**Exercise:** Your task is to transcribe all the entries exactly, excluding pictures.

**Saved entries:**

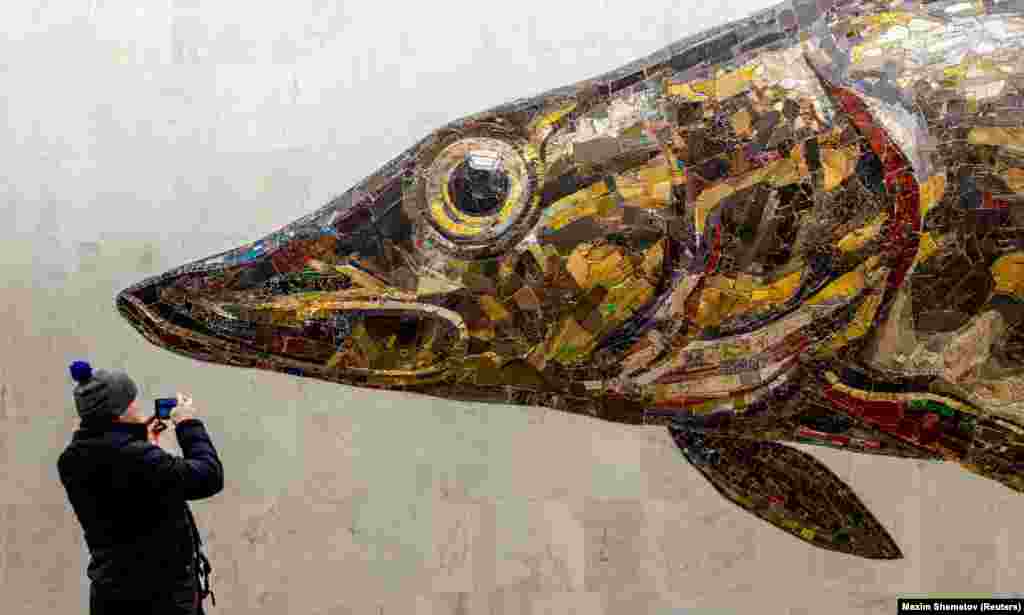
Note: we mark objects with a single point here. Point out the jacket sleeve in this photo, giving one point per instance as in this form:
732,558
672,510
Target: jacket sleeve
197,475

**Result of this task:**
Note: we mark objects with a single point here. Point out the jacket sleeve in this photo, giving one point per instance as in this form:
732,558
672,510
Target: jacket sleeve
197,475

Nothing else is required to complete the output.